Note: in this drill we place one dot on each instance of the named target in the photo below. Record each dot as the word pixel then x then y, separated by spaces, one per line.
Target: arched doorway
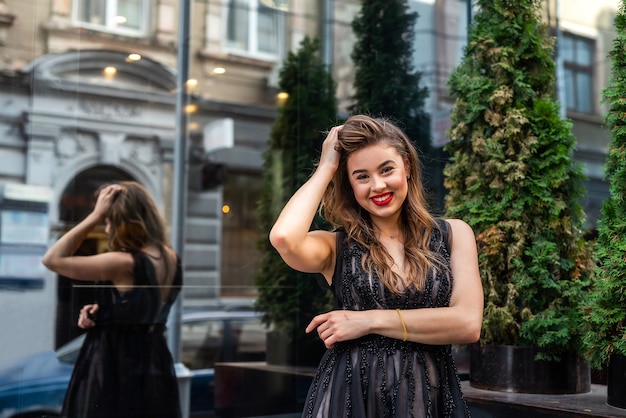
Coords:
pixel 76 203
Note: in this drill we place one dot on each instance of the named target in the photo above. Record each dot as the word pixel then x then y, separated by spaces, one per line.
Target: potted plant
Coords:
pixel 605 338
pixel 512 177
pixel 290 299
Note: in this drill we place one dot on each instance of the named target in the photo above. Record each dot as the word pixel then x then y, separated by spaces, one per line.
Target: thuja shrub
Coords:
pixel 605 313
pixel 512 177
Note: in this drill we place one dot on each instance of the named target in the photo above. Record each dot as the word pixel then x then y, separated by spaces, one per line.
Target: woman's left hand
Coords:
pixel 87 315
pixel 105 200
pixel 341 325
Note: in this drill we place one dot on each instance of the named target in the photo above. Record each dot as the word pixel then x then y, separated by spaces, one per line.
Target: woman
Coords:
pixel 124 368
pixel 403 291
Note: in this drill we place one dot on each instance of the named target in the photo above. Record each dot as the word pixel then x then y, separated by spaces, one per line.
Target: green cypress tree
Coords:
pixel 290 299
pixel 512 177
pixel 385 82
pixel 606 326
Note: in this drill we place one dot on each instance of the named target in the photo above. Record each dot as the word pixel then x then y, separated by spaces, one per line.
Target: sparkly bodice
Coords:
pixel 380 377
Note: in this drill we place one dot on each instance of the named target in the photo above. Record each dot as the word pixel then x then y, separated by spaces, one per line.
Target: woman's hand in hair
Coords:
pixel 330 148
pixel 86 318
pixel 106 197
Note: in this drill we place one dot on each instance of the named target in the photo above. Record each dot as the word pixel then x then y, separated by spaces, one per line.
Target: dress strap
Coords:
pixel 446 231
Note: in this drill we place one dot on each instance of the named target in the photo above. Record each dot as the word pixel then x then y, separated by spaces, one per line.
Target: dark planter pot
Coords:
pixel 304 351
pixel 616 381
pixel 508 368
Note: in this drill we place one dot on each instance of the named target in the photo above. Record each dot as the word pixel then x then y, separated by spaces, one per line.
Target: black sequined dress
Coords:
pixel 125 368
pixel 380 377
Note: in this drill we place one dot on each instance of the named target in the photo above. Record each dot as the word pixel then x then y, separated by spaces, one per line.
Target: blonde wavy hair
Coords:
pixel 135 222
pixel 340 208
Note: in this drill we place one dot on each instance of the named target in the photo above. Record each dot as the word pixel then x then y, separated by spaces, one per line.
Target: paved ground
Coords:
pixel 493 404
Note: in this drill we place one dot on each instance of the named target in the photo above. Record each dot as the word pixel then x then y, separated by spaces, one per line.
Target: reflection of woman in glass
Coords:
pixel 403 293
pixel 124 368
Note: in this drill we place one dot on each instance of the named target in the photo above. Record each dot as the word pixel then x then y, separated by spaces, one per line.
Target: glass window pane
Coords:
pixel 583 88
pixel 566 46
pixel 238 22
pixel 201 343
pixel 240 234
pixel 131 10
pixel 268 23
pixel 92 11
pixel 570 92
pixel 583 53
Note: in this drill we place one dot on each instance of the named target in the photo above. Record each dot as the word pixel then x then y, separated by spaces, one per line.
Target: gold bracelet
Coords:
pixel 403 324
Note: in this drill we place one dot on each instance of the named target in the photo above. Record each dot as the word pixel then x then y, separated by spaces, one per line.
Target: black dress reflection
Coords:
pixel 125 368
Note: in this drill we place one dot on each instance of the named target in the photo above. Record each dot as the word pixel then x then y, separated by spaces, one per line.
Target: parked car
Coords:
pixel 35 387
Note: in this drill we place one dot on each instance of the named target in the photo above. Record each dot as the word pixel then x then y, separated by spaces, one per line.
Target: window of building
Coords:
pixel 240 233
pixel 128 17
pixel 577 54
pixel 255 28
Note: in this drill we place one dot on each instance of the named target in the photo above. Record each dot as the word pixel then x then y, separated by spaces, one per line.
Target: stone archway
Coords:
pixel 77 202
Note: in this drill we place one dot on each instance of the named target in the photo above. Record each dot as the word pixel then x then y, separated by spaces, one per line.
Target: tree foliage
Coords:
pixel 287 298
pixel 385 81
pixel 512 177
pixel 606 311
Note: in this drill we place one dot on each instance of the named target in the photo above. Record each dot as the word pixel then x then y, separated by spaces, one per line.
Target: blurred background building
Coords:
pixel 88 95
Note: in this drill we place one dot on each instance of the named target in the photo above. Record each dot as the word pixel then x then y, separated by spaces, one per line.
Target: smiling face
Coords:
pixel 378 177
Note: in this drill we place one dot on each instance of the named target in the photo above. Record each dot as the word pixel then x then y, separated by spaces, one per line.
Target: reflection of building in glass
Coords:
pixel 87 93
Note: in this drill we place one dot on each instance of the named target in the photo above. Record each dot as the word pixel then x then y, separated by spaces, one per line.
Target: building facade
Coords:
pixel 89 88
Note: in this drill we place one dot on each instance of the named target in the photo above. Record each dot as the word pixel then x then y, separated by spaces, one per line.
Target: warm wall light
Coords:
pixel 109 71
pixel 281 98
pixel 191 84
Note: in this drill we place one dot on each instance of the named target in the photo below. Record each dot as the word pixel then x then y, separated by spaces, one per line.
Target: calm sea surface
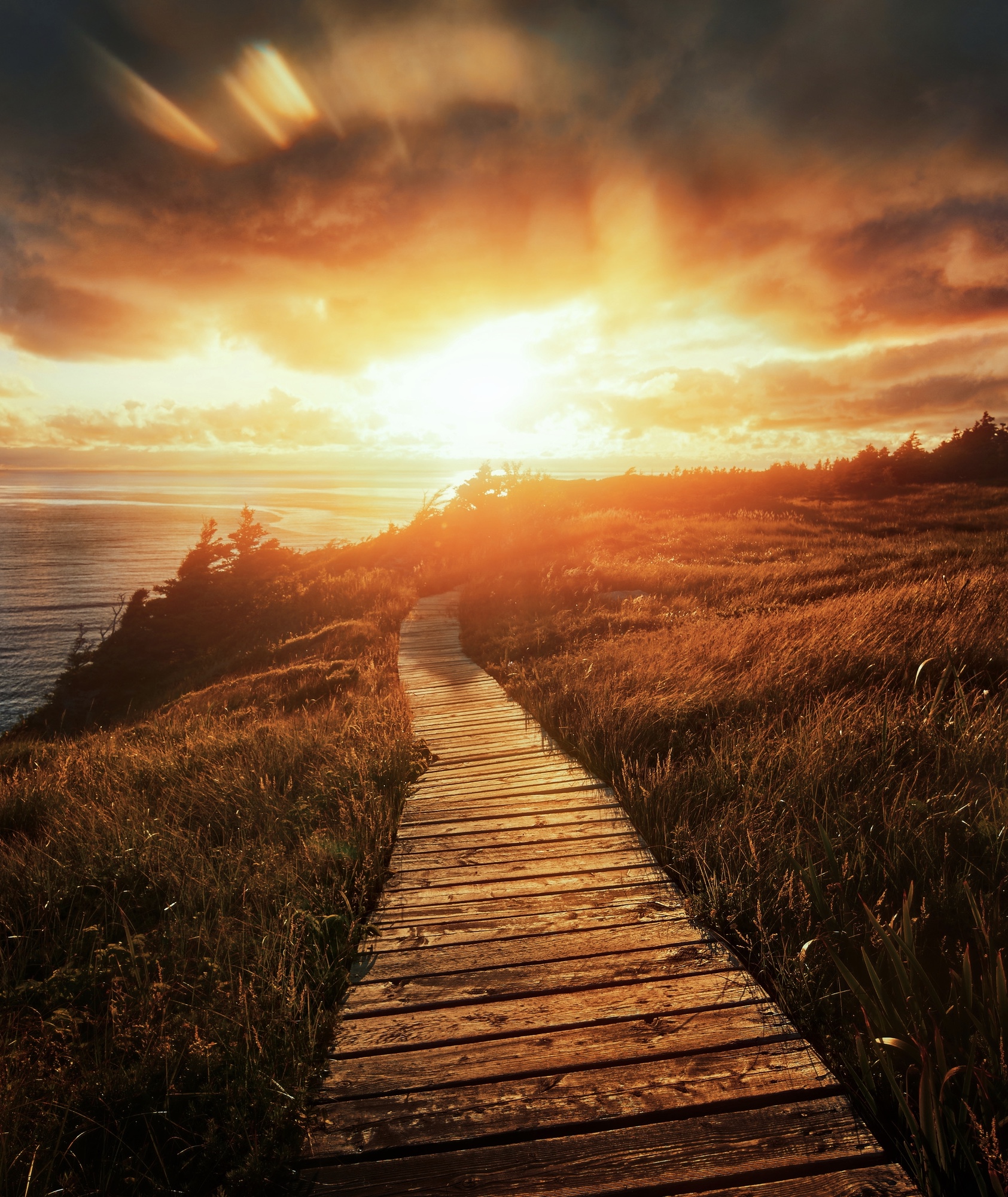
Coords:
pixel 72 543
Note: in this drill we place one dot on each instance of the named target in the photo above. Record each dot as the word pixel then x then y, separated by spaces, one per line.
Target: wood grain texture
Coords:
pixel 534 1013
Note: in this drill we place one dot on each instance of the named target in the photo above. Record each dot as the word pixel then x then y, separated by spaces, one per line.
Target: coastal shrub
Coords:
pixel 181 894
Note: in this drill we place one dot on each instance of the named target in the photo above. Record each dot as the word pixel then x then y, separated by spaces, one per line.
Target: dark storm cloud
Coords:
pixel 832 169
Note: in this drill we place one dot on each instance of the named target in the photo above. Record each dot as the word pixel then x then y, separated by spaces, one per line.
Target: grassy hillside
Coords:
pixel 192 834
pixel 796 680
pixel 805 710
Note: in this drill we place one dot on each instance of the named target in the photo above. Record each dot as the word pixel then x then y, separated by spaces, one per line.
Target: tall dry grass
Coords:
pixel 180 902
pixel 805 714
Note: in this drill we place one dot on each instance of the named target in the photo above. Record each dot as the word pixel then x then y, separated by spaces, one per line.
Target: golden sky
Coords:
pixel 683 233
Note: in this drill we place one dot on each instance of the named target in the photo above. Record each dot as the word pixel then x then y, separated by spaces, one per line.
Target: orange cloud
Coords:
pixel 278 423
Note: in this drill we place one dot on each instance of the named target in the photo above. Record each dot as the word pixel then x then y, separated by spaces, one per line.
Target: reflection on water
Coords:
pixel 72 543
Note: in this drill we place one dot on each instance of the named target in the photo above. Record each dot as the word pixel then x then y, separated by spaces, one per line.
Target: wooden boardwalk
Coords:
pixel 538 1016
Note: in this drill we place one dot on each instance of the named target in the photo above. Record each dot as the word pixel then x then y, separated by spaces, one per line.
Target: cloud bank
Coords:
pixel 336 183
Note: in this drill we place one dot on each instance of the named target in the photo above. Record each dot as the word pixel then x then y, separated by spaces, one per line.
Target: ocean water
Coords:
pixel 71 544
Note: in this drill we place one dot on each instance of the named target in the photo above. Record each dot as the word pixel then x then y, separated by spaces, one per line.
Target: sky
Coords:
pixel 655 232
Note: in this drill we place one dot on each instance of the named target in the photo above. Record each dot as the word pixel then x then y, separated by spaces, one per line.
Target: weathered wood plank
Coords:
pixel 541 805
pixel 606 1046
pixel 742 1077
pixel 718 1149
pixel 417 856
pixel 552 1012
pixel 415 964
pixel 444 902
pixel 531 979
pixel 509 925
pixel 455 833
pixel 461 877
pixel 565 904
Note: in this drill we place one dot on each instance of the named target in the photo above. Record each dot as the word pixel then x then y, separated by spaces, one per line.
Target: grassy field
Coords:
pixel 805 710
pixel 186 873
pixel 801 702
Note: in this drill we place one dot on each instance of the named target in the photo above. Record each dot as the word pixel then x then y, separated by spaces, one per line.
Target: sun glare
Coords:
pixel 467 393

---

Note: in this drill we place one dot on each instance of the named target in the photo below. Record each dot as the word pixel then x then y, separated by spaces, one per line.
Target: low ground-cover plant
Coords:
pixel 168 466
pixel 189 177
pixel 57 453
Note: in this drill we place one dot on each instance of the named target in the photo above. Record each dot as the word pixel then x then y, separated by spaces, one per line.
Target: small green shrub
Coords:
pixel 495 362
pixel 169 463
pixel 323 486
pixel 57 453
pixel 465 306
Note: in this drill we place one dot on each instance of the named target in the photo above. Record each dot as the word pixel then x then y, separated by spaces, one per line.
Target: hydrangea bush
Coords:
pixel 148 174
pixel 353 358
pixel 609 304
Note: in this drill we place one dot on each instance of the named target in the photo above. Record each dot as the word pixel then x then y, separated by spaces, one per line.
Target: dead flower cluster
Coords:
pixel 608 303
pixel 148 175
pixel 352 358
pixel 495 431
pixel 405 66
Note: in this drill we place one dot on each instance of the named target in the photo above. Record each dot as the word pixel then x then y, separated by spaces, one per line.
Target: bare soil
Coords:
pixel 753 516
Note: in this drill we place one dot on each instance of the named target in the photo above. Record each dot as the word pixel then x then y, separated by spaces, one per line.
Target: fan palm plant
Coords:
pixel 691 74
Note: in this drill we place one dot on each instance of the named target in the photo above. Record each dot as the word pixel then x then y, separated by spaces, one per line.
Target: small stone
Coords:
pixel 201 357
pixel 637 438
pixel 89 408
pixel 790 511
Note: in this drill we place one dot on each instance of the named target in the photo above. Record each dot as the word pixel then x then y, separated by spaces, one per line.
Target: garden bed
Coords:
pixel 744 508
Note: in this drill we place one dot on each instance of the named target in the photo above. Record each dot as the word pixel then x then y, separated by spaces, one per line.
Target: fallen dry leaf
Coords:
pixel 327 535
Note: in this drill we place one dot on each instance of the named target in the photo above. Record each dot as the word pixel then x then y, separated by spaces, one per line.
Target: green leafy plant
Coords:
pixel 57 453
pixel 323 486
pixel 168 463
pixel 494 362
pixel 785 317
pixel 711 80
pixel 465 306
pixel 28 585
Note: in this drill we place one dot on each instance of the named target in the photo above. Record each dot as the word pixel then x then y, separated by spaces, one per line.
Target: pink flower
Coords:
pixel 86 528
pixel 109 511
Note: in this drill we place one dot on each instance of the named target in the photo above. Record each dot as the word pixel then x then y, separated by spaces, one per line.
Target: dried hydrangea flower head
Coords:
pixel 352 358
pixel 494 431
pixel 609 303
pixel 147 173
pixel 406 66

...

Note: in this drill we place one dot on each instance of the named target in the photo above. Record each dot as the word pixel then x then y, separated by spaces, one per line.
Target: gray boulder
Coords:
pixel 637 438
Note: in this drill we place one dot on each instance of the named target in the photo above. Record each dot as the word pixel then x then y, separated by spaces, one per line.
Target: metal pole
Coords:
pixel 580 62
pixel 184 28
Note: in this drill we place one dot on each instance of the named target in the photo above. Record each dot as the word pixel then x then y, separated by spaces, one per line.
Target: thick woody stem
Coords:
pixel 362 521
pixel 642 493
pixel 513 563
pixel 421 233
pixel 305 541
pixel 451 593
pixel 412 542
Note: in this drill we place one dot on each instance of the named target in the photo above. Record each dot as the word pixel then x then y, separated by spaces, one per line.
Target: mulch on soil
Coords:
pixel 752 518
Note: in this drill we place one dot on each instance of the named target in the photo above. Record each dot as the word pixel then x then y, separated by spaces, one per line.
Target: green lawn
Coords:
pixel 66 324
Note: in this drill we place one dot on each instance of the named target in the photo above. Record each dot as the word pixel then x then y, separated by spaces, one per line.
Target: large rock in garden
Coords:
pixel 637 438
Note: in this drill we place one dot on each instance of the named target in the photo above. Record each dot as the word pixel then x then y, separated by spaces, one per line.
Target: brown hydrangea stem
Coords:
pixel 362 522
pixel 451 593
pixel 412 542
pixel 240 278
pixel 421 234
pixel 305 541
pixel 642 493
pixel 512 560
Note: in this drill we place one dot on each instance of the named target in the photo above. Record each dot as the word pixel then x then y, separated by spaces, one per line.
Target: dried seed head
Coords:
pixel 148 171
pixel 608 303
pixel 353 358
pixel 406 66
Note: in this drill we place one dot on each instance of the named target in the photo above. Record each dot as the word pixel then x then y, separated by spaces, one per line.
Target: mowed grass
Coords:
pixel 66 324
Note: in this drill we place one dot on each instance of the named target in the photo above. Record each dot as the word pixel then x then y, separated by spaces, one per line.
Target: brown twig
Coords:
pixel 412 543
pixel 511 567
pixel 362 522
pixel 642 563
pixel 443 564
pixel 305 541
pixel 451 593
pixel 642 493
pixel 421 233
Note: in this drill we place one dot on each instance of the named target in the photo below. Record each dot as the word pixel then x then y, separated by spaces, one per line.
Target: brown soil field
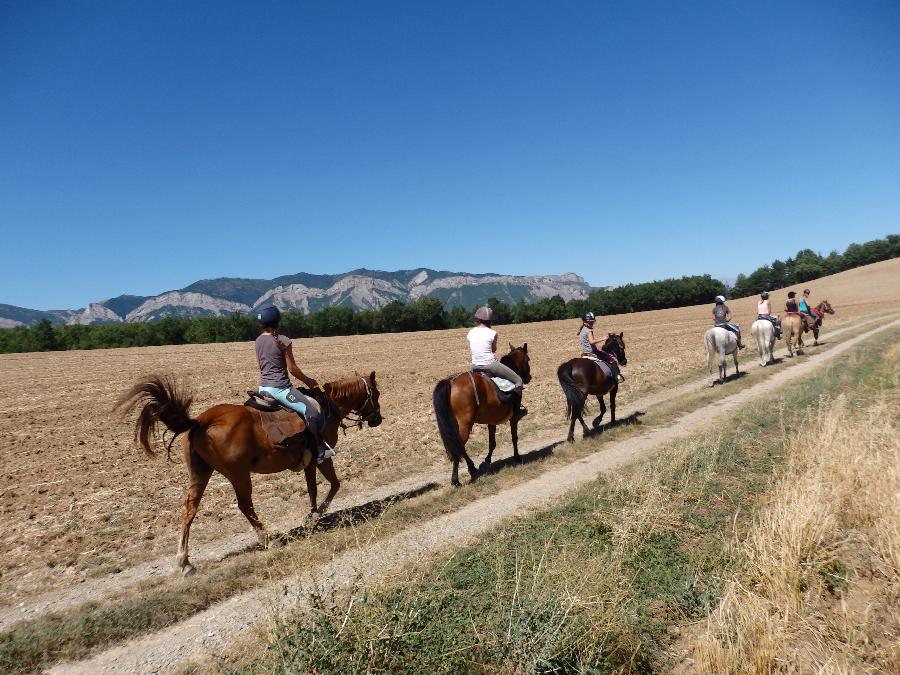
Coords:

> **EXERCISE DETAILS**
Count the lines of the records above that contain the string "cloud", treating case as significant, and give only the number.

> **SOLUTION TO THIS TASK**
3